- [WHAT YOU WILL DO]: Arrange every line of the rows below into a Markdown table with two columns, Number and Line, numbering the lines in order and skipping any blank ones. Leave the pictures out of your table.

-----

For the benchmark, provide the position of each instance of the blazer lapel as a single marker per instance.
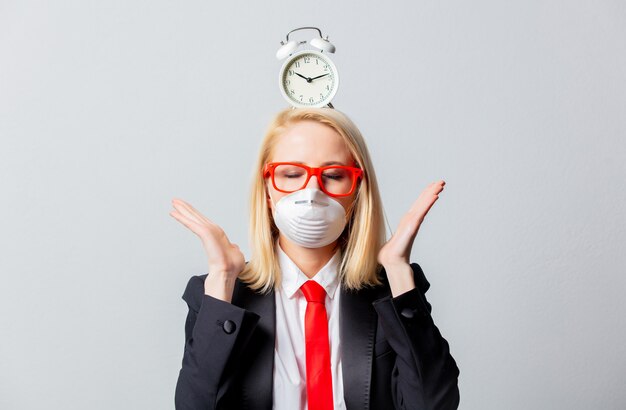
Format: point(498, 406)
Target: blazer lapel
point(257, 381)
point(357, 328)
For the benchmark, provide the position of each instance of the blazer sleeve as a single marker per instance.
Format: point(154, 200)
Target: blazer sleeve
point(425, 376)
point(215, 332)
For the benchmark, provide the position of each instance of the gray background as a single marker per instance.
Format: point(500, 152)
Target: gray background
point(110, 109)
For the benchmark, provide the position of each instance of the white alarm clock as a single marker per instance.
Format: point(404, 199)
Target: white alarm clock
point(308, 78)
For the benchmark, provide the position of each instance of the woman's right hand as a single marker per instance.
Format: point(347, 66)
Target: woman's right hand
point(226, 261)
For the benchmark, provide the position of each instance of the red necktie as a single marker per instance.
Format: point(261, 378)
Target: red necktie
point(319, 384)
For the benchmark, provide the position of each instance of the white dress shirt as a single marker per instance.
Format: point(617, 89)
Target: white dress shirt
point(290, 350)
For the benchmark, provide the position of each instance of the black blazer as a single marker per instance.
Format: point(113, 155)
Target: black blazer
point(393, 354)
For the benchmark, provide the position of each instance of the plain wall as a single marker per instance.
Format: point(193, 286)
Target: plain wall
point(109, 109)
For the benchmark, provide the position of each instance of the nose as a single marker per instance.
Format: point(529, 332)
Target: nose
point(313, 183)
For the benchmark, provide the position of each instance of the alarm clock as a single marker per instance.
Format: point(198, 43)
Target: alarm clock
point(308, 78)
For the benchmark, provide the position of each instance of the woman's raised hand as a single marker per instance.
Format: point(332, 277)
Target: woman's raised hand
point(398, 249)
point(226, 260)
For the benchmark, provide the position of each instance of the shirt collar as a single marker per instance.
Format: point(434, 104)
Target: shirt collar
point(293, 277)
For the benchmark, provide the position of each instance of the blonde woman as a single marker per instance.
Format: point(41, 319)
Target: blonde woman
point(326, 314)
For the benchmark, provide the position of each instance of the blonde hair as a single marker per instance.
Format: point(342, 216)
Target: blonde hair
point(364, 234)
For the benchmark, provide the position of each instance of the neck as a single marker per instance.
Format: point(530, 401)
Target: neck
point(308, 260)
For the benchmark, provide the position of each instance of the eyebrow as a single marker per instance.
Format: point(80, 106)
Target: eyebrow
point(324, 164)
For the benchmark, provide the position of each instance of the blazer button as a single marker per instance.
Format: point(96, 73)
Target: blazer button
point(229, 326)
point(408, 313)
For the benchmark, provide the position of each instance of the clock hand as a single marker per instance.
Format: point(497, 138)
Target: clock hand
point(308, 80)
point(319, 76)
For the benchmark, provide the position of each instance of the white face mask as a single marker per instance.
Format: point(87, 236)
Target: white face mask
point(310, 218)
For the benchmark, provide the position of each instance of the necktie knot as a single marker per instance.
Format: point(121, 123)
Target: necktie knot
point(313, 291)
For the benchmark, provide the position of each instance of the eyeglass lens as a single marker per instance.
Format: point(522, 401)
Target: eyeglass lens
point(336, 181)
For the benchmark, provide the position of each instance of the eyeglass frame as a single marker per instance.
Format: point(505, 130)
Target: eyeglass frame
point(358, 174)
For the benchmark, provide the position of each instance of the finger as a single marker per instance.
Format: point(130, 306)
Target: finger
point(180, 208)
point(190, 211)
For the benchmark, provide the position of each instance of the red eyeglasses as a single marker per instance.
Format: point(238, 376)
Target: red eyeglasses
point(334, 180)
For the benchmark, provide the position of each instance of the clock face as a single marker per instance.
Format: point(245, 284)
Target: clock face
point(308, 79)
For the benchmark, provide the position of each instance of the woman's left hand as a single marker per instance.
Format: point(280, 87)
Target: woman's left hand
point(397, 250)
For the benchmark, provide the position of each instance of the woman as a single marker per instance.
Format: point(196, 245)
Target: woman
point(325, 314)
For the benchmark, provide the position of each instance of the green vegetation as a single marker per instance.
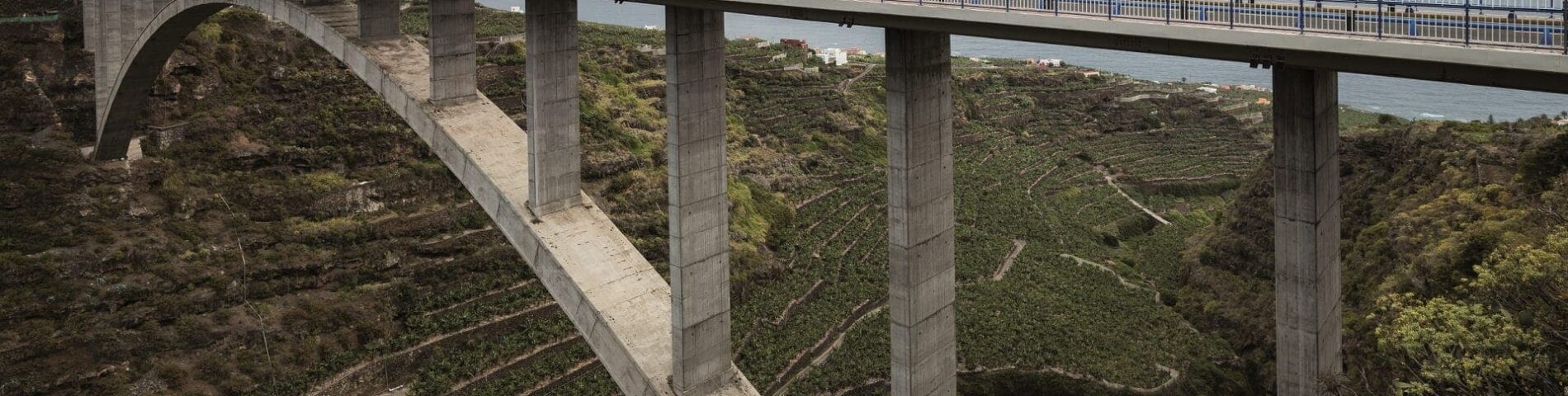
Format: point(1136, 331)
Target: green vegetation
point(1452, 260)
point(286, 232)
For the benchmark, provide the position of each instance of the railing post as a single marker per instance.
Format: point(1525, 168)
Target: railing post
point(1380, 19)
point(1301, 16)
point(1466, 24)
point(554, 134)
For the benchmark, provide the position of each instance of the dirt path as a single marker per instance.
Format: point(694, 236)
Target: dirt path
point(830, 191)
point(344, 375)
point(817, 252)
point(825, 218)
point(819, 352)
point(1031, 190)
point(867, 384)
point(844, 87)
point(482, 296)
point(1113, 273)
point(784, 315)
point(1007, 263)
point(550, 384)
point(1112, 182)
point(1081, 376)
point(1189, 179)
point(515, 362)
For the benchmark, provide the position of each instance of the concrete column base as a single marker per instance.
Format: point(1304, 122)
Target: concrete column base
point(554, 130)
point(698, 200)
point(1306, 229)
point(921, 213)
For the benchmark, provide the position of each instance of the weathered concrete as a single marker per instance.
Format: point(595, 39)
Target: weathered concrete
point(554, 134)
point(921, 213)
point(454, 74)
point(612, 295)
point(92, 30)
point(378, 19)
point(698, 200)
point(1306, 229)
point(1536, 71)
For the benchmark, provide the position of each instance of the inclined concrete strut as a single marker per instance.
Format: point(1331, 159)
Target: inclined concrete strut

-----

- [TASK OUTPUT]:
| Number | Line |
|---|---|
| 1 | For the benchmark, provide the position of each instance of the blazer lapel as a single marker per instance. |
| 2 | Format: point(498, 406) |
| 3 | Target: blazer lapel |
| 4 | point(257, 381) |
| 5 | point(357, 328) |
| 6 | For the benchmark, provide the position of each instance of the blazer sleeve as a single marker per instance. |
| 7 | Format: point(154, 200) |
| 8 | Target: blazer sleeve |
| 9 | point(425, 376) |
| 10 | point(215, 332) |
| 11 | For the benchmark, provide the position of each instance of the gray background as a single marker per instance. |
| 12 | Format: point(500, 152) |
| 13 | Target: gray background |
| 14 | point(110, 109) |
| 15 | For the benchmark, provide the position of each instance of the white alarm clock as a single marker per instance. |
| 16 | Format: point(404, 199) |
| 17 | Target: white alarm clock |
| 18 | point(308, 78) |
| 19 | For the benchmark, provide the position of each instance of the woman's right hand as a single marker per instance. |
| 20 | Format: point(347, 66) |
| 21 | Target: woman's right hand |
| 22 | point(226, 261) |
| 23 | For the benchmark, provide the position of each instance of the red necktie as a single marker per instance. |
| 24 | Format: point(261, 378) |
| 25 | Target: red necktie |
| 26 | point(319, 384) |
| 27 | For the benchmark, provide the position of each instance of the white dress shirt as a single marker per instance. |
| 28 | Format: point(617, 89) |
| 29 | Target: white dress shirt |
| 30 | point(290, 350) |
| 31 | For the benchmark, provide the position of each instance of the black blazer as a single marker per instance. |
| 32 | Format: point(113, 155) |
| 33 | Target: black blazer |
| 34 | point(393, 354) |
| 35 | For the benchmark, provide the position of each instance of the plain wall as a single marker per instance. |
| 36 | Format: point(193, 286) |
| 37 | Target: plain wall |
| 38 | point(109, 109) |
| 39 | For the benchmark, provide the position of each instance of the nose as a single marker per instance. |
| 40 | Format: point(529, 332) |
| 41 | Target: nose |
| 42 | point(313, 183) |
| 43 | For the benchmark, provide the position of each instance of the alarm clock as a single marker per instance. |
| 44 | Format: point(198, 43) |
| 45 | Target: alarm clock |
| 46 | point(308, 78) |
| 47 | For the benchmark, provide the position of each instance of the woman's raised hand as a single marker per instance. |
| 48 | Format: point(332, 277) |
| 49 | Target: woman's raised hand |
| 50 | point(398, 249) |
| 51 | point(226, 260) |
| 52 | For the benchmark, provide the position of each instance of the shirt collar as a single marker per instance. |
| 53 | Format: point(434, 104) |
| 54 | Target: shirt collar |
| 55 | point(293, 277) |
| 56 | For the benchmark, provide the position of each instance of the blonde woman as a single marker per instance. |
| 57 | Format: point(41, 319) |
| 58 | Target: blonde woman |
| 59 | point(326, 314) |
| 60 | For the benchmark, provide the position of each instance of the blonde hair as a single marker per instance. |
| 61 | Format: point(342, 216) |
| 62 | Target: blonde hair |
| 63 | point(364, 234) |
| 64 | For the benchmark, provide the position of each instance of the neck as a single marker per instance. |
| 65 | Format: point(530, 401) |
| 66 | Target: neck |
| 67 | point(308, 260) |
| 68 | For the benchmark, provide the position of each instance of the eyebrow as a single marker per instance. |
| 69 | Format: point(80, 106) |
| 70 | Target: eyebrow |
| 71 | point(324, 164) |
| 72 | For the benchmark, provide the position of each instance of the blazer button as a single marker per instance. |
| 73 | Format: point(96, 73) |
| 74 | Target: blazer button |
| 75 | point(229, 326) |
| 76 | point(408, 313) |
| 77 | For the benchmark, provide the position of each instance of the clock hand as a single marker per instance. |
| 78 | Format: point(497, 138) |
| 79 | Target: clock hand |
| 80 | point(308, 80) |
| 81 | point(319, 76) |
| 82 | For the benchmark, provide the position of each instance of the white face mask as a single marker per instance. |
| 83 | Format: point(87, 236) |
| 84 | Target: white face mask |
| 85 | point(310, 218) |
| 86 | For the benchmark, provide the position of each instance of the necktie knot as a single marker per instance. |
| 87 | Format: point(121, 123) |
| 88 | Target: necktie knot |
| 89 | point(313, 291) |
| 90 | For the benchmark, provide the position of each instance of the eyeglass lens as a single marker per instance. |
| 91 | Format: point(522, 401) |
| 92 | Target: eyeglass lens |
| 93 | point(336, 181) |
| 94 | For the benchmark, provide the position of each instance of the eyeglass frame as a single marker per instance. |
| 95 | Format: point(505, 130) |
| 96 | Target: eyeglass frame |
| 97 | point(358, 174) |
| 98 | For the benchmark, provide the position of each instance of the finger as a single marker per instance. |
| 99 | Format: point(130, 306) |
| 100 | Target: finger |
| 101 | point(180, 208) |
| 102 | point(190, 211) |
| 103 | For the benchmark, provide the position of each instance of the red eyeglasses as a single marker per instance. |
| 104 | Format: point(238, 376) |
| 105 | Target: red eyeglasses |
| 106 | point(334, 180) |
| 107 | For the benchmark, provide the position of each instance of the clock face as a single marker per instance. |
| 108 | Format: point(245, 284) |
| 109 | Target: clock face |
| 110 | point(308, 79) |
| 111 | For the benchmark, provide the position of each instance of the woman's left hand as a single marker per instance. |
| 112 | Format: point(280, 87) |
| 113 | Target: woman's left hand |
| 114 | point(397, 250) |
| 115 | For the benchmark, provide the position of each instance of the woman as a single marker per instance. |
| 116 | Format: point(196, 245) |
| 117 | Target: woman |
| 118 | point(325, 314) |
| 119 | For the benchmark, provide the position of each instance of the green vegetation as a single marker per instance. |
| 120 | Format: point(1136, 331) |
| 121 | Target: green vegetation |
| 122 | point(1452, 260) |
| 123 | point(286, 232) |
| 124 | For the benchmark, provide the position of each instance of the railing post as a single marker per instance. |
| 125 | Format: point(1525, 168) |
| 126 | Target: railing post |
| 127 | point(1380, 19) |
| 128 | point(1301, 16) |
| 129 | point(1466, 24) |
| 130 | point(554, 134) |
| 131 | For the benchmark, provide the position of each instance of the dirt path as a single marker per instance. |
| 132 | Format: point(694, 236) |
| 133 | Target: dirt path |
| 134 | point(830, 191) |
| 135 | point(344, 375) |
| 136 | point(817, 252) |
| 137 | point(825, 218) |
| 138 | point(819, 352) |
| 139 | point(1031, 190) |
| 140 | point(867, 384) |
| 141 | point(844, 87) |
| 142 | point(482, 296) |
| 143 | point(1113, 273) |
| 144 | point(784, 315) |
| 145 | point(1007, 263) |
| 146 | point(550, 384) |
| 147 | point(1112, 182) |
| 148 | point(1081, 376) |
| 149 | point(1189, 179) |
| 150 | point(515, 362) |
| 151 | For the benchmark, provide the position of each instance of the concrete column base as a single marker per instance. |
| 152 | Format: point(1304, 122) |
| 153 | Target: concrete column base |
| 154 | point(554, 130) |
| 155 | point(698, 200) |
| 156 | point(1306, 229) |
| 157 | point(921, 213) |
| 158 | For the benchmark, provide the position of each instance of the weathered concrete as a single marker per instance. |
| 159 | Format: point(595, 39) |
| 160 | Target: weathered concrete |
| 161 | point(554, 134) |
| 162 | point(921, 213) |
| 163 | point(454, 74) |
| 164 | point(612, 295) |
| 165 | point(92, 30) |
| 166 | point(378, 19) |
| 167 | point(698, 200) |
| 168 | point(1306, 229) |
| 169 | point(1536, 71) |
| 170 | For the benchmark, provide the position of each instance of the inclined concrete strut as a single marker per instance. |
| 171 | Format: point(1331, 159) |
| 172 | Target: inclined concrete strut |